• _Problem to solve_: Of the entries below, return exactly those lines that fall between the one containing "backsplash, one point per instance" and the one containing "dining chair, one point per instance", the two end lines included.

--- Entries supplied ---

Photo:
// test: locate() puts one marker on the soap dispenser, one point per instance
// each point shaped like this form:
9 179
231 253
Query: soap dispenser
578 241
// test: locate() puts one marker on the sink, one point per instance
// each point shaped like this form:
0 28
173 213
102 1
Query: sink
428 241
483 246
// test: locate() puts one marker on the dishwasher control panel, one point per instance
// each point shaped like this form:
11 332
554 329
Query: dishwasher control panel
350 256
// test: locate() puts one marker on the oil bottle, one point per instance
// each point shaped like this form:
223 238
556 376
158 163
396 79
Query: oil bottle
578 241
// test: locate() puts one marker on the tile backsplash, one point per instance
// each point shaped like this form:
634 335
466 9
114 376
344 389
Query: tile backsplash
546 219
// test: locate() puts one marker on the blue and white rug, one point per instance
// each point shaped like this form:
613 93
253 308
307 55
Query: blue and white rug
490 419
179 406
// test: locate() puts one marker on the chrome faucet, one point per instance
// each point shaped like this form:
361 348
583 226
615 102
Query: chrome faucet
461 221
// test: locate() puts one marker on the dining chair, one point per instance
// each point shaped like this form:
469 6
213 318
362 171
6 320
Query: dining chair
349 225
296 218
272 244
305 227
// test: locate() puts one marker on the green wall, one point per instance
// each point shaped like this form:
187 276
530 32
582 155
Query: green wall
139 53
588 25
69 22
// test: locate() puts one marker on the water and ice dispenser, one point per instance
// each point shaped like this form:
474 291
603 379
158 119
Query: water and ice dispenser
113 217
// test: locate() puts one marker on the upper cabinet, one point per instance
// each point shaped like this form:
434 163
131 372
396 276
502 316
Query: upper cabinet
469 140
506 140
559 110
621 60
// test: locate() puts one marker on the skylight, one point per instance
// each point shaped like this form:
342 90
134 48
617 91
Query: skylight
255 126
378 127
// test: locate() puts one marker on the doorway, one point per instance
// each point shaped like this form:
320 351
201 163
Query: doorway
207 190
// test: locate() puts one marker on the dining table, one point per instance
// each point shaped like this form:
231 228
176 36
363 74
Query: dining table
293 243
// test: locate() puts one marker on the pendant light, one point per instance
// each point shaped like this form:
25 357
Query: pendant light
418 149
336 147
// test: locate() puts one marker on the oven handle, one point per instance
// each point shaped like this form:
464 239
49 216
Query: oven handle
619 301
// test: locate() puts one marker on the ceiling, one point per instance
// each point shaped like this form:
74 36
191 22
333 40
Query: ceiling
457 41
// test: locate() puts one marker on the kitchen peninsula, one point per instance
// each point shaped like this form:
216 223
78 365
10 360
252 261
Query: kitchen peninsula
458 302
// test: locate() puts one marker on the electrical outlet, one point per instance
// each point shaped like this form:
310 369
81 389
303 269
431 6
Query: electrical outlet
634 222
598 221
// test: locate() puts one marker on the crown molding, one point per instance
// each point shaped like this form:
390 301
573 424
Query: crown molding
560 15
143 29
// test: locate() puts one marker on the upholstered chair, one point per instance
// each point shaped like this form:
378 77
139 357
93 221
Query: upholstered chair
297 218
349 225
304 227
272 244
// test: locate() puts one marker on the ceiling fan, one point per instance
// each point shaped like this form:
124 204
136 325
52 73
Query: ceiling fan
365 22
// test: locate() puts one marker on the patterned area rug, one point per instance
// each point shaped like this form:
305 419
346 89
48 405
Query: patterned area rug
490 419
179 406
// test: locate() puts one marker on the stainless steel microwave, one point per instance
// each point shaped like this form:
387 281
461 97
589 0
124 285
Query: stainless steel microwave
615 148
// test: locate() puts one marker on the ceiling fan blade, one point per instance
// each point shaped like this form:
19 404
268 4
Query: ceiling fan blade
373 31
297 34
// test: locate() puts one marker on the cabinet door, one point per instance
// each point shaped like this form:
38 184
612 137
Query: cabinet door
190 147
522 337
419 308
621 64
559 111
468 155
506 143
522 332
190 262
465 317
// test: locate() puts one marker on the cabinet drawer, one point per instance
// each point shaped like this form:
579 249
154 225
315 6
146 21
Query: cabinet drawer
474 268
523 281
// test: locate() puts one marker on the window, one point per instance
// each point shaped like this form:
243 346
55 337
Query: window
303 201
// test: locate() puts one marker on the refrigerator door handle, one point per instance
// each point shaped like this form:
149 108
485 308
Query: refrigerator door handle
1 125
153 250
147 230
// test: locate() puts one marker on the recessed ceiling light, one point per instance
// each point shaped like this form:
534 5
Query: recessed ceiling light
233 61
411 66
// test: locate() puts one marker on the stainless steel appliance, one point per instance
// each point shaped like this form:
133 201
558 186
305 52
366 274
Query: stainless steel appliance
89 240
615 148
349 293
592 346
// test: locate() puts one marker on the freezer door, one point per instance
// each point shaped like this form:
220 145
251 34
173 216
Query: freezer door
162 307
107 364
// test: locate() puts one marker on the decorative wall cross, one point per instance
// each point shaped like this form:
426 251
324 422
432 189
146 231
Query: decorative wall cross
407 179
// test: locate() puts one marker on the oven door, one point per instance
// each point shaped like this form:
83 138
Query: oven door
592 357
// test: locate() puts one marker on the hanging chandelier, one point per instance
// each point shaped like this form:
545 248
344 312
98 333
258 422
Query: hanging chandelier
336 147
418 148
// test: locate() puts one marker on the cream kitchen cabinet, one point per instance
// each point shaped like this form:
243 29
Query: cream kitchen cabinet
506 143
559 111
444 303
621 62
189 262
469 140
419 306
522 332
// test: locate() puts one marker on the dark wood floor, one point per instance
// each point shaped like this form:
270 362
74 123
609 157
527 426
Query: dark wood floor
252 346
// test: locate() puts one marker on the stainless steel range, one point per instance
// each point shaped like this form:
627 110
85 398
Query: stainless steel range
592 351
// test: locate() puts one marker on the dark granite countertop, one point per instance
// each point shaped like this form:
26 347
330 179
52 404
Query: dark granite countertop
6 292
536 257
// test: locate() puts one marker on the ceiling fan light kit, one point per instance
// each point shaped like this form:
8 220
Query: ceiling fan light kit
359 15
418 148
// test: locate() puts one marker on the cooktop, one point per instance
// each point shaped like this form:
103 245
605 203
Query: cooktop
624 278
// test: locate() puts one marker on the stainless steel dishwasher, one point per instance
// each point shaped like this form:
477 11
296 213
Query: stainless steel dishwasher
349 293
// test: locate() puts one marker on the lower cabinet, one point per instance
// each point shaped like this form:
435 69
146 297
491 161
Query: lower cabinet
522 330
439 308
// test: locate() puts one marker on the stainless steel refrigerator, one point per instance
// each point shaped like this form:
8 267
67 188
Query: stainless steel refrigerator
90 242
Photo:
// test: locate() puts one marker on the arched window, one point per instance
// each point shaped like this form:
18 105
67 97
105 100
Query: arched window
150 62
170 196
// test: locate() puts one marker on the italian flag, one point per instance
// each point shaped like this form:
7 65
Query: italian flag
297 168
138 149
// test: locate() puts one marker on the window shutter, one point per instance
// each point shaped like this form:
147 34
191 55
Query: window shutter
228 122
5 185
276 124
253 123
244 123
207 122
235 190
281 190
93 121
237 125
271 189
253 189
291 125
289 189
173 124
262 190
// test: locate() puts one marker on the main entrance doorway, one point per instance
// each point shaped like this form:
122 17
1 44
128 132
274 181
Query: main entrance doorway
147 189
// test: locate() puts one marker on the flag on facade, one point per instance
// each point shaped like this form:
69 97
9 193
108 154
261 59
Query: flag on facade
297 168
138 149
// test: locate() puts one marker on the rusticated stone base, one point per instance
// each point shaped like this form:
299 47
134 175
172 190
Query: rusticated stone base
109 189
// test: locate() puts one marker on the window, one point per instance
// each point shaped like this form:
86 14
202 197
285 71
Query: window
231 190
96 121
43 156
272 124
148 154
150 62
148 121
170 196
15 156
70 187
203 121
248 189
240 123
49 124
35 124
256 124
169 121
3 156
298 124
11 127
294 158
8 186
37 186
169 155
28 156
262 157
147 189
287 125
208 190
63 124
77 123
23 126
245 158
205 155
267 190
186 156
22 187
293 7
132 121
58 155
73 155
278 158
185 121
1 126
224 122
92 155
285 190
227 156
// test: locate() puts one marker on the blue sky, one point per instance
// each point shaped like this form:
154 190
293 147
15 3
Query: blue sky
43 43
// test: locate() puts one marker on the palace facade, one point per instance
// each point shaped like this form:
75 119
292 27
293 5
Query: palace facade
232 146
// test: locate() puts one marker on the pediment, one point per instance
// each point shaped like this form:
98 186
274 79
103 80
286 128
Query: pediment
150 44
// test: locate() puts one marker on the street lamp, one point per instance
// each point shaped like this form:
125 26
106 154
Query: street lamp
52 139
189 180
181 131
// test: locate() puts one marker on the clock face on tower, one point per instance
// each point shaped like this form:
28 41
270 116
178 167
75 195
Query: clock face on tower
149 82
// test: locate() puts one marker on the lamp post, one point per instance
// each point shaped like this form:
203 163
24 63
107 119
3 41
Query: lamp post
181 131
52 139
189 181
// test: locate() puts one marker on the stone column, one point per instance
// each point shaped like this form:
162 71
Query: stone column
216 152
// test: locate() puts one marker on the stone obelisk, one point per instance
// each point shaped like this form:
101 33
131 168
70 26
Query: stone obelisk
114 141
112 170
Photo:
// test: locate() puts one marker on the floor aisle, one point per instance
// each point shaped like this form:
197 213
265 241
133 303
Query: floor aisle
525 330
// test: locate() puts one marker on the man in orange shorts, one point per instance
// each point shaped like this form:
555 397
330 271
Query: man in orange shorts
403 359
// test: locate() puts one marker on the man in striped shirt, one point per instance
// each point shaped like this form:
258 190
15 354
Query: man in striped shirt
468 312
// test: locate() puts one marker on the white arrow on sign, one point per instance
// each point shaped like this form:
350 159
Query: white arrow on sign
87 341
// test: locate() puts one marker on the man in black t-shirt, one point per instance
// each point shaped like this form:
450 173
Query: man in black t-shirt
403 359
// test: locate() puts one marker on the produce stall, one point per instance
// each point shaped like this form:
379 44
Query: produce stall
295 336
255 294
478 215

---

• _The answer_:
// test: locate() puts one marker on the tile backsplash, one point per instance
// each point shaped like this form:
634 335
466 9
114 376
344 389
Query: tile backsplash
546 219
// test: locate() puts one marker on the blue and white rug, one point per instance
// each point shaped like this form:
613 93
253 308
307 55
Query: blue and white rug
490 419
179 406
// test: locate() puts one marker on the chrome faucet, one point per instance
// each point shaped like this form:
361 348
583 226
615 102
Query: chrome faucet
461 221
// test: locate() puts one marker on the dining chair, one point per instance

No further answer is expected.